▶ **WHAT YOU NEED TO DO**
Your job with the data below: print everything from the line that holds "In this exercise you will label every instance of the headgear" down to the line that holds "In this exercise you will label every instance of the eyeglasses", ends included, exactly, and nothing else.

---------- EXERCISE DATA ----------

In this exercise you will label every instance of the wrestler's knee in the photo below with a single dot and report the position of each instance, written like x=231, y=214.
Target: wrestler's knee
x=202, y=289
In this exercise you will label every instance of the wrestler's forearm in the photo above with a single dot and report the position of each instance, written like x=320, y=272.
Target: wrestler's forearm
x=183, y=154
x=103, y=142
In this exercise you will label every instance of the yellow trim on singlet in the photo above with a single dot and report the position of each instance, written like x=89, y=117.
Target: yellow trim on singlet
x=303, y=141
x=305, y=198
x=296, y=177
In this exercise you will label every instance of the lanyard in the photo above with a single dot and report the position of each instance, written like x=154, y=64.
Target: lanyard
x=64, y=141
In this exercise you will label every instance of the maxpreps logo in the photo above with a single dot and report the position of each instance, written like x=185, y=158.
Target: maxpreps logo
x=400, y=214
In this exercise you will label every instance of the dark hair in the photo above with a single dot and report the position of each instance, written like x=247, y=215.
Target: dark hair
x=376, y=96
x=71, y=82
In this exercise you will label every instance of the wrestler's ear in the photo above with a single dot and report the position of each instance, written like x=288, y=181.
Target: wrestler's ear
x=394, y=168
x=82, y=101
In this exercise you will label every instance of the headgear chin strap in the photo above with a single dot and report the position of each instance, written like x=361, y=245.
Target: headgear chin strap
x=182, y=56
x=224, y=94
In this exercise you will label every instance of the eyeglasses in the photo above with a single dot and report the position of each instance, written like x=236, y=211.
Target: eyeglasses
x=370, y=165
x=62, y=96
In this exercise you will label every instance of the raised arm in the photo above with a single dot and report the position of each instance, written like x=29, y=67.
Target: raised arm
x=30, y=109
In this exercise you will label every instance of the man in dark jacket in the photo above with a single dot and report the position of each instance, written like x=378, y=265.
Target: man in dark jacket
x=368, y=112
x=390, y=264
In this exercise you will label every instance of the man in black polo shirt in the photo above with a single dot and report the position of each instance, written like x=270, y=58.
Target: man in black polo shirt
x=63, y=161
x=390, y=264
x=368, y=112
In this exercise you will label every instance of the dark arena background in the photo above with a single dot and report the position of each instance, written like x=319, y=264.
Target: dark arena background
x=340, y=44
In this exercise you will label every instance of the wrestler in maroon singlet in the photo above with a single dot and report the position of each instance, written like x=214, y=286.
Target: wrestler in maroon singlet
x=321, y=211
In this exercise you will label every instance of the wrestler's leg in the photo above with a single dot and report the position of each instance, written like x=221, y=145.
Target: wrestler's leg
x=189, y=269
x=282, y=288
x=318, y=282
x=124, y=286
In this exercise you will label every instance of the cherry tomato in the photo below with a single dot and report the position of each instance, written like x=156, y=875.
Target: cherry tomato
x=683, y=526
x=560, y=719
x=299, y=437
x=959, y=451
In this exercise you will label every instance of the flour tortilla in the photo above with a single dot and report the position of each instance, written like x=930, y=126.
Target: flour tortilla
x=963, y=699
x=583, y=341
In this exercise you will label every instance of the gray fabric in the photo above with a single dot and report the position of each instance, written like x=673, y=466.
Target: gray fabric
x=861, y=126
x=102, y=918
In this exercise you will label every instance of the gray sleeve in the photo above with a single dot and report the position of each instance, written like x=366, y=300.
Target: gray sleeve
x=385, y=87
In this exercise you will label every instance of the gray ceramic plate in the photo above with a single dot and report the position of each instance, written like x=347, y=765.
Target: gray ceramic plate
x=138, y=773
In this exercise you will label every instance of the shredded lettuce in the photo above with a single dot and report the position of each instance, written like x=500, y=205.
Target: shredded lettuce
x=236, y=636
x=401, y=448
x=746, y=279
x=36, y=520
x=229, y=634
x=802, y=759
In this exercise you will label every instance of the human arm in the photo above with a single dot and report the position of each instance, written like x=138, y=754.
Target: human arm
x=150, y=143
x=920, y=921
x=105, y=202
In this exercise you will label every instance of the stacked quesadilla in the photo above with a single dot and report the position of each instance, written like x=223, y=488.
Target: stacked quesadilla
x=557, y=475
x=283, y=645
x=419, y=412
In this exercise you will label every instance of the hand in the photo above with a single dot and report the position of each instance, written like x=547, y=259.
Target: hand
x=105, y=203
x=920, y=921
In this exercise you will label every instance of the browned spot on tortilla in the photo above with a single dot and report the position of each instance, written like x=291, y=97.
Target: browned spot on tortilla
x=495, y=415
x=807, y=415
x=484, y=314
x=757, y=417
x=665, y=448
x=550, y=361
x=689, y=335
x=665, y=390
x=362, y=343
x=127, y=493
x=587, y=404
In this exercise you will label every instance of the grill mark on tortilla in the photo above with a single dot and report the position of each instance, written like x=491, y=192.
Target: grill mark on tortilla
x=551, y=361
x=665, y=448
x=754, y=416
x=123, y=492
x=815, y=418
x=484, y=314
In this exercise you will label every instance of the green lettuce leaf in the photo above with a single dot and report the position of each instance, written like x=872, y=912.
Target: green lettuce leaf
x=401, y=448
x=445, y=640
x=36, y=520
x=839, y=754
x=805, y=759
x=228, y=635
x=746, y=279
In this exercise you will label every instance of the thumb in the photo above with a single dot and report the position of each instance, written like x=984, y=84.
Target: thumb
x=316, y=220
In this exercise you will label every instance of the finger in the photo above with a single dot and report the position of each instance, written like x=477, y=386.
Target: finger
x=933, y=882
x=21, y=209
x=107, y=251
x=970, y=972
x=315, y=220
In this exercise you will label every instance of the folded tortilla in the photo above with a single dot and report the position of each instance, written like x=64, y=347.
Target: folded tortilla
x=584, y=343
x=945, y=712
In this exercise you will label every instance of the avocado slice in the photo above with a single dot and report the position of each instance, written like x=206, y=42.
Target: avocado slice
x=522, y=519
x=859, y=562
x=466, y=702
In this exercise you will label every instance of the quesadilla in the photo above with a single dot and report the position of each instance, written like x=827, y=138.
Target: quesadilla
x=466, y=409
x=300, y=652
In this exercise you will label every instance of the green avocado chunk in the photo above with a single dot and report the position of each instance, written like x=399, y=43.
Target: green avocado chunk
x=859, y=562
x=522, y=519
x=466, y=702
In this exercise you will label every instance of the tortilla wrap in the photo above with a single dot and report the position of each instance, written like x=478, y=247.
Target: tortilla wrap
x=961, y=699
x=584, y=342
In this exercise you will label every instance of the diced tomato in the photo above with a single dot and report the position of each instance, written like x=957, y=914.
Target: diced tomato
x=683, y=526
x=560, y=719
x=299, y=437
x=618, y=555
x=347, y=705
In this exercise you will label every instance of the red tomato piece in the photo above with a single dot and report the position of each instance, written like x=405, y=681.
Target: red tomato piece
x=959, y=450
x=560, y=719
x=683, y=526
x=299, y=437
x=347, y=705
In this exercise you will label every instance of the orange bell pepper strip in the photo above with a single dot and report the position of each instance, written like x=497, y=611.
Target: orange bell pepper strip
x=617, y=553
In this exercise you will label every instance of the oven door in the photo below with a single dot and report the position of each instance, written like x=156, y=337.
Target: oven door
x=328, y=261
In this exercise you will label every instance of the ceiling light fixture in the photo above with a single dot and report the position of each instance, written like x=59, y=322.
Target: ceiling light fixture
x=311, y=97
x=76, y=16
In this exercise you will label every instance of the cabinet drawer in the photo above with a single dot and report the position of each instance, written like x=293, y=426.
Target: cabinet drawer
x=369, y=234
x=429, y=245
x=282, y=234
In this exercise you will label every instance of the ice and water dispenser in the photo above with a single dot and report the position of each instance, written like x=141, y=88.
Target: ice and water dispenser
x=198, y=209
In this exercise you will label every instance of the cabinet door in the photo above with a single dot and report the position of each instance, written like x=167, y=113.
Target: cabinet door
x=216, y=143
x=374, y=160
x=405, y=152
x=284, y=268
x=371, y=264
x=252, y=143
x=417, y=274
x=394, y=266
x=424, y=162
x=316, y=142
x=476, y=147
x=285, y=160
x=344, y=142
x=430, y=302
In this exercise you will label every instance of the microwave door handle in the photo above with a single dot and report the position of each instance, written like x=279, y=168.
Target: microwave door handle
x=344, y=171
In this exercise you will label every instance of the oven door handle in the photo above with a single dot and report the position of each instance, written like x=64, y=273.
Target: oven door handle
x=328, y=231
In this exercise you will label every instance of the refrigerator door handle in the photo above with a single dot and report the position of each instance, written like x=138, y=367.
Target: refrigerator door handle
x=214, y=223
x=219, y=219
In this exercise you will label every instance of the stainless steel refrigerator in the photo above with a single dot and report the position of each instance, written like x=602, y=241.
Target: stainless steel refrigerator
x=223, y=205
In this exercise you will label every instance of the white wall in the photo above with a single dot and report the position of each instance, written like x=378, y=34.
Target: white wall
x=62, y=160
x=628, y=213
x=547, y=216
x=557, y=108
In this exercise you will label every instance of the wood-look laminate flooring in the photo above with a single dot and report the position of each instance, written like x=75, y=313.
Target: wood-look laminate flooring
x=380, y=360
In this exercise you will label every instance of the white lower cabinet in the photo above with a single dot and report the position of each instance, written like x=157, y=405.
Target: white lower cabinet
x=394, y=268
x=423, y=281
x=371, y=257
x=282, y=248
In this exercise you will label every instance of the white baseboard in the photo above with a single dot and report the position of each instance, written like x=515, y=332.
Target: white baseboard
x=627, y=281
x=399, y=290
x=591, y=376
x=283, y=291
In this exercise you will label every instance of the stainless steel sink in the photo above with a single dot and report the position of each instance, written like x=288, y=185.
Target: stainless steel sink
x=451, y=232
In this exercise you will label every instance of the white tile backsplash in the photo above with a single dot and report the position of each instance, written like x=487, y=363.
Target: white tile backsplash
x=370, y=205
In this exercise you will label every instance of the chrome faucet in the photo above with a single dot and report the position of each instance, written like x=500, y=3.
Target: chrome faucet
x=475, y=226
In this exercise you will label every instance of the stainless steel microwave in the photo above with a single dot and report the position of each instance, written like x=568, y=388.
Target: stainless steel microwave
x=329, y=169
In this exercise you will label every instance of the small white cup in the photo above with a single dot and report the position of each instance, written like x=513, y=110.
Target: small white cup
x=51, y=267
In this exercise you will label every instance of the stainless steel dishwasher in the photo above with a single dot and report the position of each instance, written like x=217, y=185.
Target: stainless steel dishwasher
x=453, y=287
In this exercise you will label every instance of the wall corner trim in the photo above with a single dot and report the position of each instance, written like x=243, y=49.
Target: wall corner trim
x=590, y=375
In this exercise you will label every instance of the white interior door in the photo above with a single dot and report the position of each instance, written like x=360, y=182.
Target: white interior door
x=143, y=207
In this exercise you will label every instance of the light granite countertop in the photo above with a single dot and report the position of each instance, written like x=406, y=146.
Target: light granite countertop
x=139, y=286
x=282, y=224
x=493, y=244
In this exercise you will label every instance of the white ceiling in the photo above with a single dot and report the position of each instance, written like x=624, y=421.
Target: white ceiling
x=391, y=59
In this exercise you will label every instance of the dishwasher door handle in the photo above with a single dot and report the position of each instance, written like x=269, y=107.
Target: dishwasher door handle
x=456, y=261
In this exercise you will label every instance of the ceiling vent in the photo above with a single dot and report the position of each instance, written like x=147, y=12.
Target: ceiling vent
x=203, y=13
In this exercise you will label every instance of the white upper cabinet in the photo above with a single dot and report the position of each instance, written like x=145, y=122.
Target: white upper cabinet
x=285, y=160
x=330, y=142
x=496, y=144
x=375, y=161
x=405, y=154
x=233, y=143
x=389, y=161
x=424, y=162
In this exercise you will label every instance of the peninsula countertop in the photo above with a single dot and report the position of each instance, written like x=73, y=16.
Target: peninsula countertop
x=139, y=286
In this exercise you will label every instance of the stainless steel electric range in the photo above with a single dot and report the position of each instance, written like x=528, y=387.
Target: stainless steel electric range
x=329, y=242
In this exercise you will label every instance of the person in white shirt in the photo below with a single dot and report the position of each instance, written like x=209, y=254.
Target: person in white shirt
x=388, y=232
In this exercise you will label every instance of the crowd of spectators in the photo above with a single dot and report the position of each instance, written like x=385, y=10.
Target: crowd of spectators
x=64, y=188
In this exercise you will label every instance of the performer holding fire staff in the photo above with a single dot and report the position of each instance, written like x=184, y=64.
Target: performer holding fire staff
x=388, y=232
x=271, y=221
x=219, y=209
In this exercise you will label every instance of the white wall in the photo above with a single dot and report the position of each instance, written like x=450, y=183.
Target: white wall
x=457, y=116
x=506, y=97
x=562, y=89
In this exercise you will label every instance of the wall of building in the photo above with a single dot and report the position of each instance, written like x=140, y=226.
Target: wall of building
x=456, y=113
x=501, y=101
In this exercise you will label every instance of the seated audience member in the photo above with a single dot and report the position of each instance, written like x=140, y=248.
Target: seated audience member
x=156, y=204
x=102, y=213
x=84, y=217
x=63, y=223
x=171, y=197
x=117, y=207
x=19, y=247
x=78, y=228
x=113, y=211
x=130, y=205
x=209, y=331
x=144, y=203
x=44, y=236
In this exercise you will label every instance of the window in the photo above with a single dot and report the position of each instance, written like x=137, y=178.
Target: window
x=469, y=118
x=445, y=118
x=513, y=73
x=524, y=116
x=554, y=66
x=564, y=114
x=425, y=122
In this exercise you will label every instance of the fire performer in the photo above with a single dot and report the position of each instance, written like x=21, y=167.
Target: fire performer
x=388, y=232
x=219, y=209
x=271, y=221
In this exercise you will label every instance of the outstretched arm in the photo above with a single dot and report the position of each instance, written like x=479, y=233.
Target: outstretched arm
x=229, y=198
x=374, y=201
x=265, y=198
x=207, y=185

----------

▶ **EXERCISE SOLUTION**
In this exercise you will label every instance of the headgear chin strap in the photo above with a single dot and report the position of each instance, written like x=361, y=245.
Target: headgear chin strap
x=182, y=56
x=224, y=94
In this exercise you will label every instance of the eyeglasses in the photo above with a single dot and report the position of each instance, written like x=236, y=211.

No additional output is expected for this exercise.